■ Excerpt to read:
There are 350 million web-enabled TV devices projected to be sold by 2015 (source). That’s a whole lot of puddin’.
You may chose to follow the online-video coalition of the willing. Or you may wish to ignore this list, swing your head away from the accident, and wait to be surprised. But it’s going to happen whether you’re watching or not. It is happening. Toss your Blueray DVDs in a garage-sale bin, and buckle up for a ride.
Some of these hand-picked, platinum-covered cyber-humans are twitter-thorities sitting in their basements and offices 24-7, thinking about and building a future where video… Where video, damnit, dances majestically from laptop to smart phone to HDTVs. Where it’s not free, but it roams freely. Where crap and great live together in perfect harmony.
And some of these moving-picture “future builders” remain so dedicated to the cause they’re immune to nearly anything that spews from the archaic “television machines” you caveman use. Like AskANinja co-founder Kent Nichols, who just tweeted: “First time I’ve listened to the news live in a while. Amazing what a bubble that the web and DVR is.”

■ Written tasks:
- A) According to the web video excerpt, how many web-enabled TV devices are projected to be sold by 2015?
- B) Transcribe the part of the web video excerpt starting at "You may chose" and ending at "for a ride.".
The records that come next have no connection to the web video excerpt.

■ Provided material:

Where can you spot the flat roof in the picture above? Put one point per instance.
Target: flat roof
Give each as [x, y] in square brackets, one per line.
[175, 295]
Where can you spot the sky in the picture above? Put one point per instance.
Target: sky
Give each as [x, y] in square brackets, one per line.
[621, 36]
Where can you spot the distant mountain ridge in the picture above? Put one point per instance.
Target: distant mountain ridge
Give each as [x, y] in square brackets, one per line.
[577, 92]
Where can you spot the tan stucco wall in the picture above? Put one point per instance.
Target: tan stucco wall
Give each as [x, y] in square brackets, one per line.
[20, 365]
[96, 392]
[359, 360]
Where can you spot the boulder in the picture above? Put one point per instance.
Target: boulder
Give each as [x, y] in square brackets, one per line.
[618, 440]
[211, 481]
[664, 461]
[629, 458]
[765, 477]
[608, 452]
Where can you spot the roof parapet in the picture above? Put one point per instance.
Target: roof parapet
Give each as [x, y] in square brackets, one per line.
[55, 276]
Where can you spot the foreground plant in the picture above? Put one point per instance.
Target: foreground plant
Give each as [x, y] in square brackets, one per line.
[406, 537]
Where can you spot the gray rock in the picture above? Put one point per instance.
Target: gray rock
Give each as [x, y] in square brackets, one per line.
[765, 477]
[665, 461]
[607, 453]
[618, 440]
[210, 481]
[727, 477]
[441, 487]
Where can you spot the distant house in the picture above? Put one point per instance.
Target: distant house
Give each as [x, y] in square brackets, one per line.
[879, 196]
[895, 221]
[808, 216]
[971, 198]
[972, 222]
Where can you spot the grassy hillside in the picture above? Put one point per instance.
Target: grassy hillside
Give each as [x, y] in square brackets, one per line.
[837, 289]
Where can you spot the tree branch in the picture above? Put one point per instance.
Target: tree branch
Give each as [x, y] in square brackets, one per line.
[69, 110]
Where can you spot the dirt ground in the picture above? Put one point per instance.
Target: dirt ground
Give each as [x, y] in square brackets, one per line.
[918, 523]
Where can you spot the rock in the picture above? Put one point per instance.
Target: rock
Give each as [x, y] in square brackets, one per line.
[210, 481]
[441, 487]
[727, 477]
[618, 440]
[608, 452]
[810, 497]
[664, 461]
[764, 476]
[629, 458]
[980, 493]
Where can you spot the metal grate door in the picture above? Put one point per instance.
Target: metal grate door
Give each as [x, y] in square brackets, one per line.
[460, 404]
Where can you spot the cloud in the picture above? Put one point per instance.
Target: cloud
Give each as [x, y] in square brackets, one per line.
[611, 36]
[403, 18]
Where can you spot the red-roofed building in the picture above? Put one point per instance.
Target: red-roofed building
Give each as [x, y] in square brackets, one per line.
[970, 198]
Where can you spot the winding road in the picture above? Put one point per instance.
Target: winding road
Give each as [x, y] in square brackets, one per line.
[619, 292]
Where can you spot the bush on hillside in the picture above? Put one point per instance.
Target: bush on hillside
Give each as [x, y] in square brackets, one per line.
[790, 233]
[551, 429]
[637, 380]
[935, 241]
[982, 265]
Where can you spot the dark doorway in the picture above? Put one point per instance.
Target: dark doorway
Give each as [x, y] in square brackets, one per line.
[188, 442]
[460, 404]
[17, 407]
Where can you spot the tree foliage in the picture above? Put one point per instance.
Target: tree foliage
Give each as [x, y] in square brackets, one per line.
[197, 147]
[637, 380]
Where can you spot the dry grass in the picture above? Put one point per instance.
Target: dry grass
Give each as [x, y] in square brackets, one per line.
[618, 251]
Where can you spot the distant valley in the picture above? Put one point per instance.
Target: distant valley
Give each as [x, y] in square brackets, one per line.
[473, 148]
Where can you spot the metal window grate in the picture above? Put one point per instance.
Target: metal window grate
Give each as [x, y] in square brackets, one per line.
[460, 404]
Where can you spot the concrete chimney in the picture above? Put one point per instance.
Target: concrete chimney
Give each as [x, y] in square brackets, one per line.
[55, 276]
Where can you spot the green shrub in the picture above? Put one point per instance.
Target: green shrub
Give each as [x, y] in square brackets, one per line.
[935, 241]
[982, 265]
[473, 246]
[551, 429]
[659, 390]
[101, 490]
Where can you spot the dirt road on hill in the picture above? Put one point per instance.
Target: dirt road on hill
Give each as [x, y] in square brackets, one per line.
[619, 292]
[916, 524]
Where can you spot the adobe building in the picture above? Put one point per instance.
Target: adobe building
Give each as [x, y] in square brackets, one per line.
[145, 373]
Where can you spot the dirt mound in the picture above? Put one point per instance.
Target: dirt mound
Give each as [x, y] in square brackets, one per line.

■ Final answers:
- A) 350 million.

- B)
You may chose to follow the online-video coalition of the willing. Or you may wish to ignore this list, swing your head away from the accident, and wait to be surprised. But it’s going to happen whether you’re watching or not. It is happening. Toss your Blueray DVDs in a garage-sale bin, and buckle up for a ride.